===== Records shown

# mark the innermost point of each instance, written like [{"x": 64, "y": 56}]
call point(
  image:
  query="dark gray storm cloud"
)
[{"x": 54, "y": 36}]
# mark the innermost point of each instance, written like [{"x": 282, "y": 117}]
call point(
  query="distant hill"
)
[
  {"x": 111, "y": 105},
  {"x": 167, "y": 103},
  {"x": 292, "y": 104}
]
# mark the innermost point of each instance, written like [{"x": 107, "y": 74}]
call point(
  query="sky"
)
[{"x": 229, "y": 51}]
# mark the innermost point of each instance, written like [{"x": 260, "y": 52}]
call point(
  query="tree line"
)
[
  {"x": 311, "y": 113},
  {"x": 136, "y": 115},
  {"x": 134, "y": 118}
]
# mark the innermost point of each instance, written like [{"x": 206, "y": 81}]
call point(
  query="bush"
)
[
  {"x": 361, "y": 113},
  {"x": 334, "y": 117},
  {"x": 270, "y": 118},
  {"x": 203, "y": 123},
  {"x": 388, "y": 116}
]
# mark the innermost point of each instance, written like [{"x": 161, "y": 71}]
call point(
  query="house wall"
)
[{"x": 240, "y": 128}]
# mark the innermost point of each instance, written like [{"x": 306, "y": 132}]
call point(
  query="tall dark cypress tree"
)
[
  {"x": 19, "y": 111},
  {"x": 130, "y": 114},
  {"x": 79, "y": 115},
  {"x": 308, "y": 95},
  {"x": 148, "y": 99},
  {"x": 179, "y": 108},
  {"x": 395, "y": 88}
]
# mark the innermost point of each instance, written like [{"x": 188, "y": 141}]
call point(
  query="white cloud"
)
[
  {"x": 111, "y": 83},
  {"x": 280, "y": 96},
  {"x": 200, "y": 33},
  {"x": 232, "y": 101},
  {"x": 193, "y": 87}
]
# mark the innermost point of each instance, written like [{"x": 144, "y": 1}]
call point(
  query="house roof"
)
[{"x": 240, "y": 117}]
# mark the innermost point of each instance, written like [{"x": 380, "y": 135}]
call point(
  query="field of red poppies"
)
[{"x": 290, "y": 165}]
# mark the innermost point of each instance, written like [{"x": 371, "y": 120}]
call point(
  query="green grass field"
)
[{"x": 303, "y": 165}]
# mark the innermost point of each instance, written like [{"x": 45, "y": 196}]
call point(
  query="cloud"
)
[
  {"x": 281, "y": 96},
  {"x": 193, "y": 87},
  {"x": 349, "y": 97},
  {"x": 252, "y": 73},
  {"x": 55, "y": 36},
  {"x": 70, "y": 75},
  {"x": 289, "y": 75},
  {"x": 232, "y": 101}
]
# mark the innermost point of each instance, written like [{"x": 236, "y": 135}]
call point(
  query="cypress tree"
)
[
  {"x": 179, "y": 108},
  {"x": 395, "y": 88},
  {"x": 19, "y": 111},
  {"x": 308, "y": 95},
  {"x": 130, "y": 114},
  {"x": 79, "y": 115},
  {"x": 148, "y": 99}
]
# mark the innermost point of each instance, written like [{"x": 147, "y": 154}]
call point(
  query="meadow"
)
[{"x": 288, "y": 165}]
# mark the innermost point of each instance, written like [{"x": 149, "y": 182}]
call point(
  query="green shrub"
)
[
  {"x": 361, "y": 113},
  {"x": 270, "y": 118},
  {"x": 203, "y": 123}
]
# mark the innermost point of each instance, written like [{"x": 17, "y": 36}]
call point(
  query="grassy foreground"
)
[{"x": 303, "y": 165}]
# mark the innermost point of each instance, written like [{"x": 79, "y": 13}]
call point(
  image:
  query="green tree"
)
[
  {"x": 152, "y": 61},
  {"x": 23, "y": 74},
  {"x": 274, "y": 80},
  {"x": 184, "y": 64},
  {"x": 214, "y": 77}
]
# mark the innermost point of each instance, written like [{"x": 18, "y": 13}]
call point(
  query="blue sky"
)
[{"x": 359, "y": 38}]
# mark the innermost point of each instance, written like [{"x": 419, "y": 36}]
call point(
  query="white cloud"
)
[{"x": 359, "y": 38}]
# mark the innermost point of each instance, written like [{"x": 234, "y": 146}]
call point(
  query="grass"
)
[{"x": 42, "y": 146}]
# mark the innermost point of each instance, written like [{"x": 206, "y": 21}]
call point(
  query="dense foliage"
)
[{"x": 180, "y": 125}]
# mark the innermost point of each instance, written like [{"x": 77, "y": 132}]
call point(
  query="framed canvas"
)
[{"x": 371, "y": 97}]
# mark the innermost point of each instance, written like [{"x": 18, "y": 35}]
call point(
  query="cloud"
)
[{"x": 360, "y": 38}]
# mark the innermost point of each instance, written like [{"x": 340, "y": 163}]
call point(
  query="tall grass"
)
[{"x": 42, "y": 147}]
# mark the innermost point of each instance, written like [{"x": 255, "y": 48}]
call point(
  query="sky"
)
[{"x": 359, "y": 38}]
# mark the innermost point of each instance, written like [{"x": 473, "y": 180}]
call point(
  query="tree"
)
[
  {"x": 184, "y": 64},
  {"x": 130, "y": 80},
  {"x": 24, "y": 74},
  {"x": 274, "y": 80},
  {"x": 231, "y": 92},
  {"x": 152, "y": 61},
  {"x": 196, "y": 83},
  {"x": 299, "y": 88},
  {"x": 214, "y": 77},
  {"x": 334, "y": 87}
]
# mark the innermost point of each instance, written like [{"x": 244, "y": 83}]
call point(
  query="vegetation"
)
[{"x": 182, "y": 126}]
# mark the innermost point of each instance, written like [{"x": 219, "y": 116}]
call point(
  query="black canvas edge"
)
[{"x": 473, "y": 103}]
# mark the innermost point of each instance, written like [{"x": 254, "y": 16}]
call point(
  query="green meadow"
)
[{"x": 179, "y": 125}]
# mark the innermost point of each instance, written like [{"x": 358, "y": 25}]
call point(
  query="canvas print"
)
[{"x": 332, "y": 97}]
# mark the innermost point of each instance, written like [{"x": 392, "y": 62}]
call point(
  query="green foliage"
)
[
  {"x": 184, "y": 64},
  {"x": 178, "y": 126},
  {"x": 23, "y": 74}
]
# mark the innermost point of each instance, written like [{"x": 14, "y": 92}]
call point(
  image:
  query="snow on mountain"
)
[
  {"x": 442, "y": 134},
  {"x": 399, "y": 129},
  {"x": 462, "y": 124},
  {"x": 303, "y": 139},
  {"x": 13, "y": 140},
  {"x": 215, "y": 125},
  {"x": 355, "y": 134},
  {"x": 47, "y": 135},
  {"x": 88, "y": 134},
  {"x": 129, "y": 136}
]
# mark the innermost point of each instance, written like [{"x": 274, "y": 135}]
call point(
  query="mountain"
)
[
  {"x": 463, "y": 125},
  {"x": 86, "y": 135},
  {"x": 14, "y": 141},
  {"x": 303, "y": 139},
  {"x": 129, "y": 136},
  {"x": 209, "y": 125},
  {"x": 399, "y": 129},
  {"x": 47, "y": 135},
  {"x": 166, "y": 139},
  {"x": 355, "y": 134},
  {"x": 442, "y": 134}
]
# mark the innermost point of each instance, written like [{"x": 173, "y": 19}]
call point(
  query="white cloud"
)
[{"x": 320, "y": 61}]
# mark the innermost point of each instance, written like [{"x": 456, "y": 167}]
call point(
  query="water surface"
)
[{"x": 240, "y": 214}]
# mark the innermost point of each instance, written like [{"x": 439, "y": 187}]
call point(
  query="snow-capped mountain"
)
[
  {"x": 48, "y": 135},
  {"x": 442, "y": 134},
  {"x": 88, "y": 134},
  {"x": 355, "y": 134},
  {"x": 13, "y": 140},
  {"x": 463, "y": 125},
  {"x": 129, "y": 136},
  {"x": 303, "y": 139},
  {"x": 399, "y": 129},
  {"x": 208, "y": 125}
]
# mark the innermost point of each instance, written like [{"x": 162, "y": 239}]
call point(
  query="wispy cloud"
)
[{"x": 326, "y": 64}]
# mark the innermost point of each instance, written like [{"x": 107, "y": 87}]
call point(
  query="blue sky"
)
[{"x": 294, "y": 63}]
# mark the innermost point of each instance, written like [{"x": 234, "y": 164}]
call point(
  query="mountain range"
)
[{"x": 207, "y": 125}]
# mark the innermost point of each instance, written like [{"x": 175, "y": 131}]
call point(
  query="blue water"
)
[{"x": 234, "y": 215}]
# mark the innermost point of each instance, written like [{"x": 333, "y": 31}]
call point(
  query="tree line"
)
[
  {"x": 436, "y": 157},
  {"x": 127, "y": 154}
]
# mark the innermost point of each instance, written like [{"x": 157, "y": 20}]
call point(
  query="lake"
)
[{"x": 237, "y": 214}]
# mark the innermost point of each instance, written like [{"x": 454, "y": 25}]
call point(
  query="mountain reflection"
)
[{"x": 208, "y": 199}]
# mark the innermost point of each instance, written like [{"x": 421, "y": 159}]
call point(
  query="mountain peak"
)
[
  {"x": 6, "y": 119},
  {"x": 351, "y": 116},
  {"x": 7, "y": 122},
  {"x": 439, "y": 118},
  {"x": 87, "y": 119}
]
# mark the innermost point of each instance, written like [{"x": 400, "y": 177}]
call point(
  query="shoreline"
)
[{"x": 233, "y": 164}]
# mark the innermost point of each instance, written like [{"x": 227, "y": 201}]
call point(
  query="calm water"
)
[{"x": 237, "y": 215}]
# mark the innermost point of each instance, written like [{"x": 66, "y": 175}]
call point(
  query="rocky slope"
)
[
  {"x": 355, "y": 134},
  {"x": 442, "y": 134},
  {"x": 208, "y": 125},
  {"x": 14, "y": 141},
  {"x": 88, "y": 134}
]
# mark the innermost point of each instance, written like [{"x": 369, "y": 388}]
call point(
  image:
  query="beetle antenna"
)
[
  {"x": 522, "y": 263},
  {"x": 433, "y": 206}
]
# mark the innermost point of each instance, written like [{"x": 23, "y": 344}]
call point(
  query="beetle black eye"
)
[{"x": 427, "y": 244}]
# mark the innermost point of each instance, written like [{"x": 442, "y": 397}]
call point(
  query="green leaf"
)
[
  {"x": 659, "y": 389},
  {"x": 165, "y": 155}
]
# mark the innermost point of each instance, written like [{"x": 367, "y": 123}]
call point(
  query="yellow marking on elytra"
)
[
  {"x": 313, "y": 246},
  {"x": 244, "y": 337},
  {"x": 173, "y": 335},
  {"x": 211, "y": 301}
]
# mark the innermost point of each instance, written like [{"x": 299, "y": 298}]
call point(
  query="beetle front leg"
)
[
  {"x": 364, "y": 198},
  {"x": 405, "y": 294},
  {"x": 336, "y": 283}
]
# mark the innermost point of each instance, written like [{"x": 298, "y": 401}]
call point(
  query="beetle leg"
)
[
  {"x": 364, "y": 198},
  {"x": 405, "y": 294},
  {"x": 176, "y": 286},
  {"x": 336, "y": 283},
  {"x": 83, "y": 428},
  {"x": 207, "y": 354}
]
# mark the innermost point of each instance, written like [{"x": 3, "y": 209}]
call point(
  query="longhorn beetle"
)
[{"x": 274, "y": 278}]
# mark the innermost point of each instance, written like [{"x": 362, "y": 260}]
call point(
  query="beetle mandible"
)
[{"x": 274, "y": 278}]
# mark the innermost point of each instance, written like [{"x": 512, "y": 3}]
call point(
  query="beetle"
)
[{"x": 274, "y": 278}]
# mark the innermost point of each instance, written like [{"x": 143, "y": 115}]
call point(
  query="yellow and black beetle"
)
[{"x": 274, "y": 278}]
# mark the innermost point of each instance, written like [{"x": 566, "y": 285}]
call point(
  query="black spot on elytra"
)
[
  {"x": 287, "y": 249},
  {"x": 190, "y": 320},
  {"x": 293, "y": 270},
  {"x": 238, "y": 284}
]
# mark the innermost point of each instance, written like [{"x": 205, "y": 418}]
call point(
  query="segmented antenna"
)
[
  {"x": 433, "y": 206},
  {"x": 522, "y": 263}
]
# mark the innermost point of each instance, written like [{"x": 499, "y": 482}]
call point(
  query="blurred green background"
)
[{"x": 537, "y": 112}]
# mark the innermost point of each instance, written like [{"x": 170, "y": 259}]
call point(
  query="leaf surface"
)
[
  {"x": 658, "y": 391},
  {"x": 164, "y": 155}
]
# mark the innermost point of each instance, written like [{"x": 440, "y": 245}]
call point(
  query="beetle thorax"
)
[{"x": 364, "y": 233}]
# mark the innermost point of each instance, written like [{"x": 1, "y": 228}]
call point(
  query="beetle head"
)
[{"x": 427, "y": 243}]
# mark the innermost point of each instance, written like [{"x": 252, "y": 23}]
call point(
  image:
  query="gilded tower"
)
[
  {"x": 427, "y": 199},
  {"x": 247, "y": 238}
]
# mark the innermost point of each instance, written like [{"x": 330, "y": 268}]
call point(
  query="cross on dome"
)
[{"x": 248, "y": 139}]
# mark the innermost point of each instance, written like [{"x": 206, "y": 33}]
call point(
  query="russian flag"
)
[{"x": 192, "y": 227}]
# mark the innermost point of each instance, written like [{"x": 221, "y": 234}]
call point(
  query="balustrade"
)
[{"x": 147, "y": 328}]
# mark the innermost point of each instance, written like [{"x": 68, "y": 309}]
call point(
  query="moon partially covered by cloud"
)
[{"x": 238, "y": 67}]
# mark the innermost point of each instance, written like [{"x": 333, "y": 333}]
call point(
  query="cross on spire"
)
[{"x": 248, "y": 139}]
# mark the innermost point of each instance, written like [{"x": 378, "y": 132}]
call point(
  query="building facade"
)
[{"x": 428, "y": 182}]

==========

**Exercise objective**
Check each line above for the string "surface", then copy the ones that have it.

**Solution**
  query="water surface"
  query="leaf surface"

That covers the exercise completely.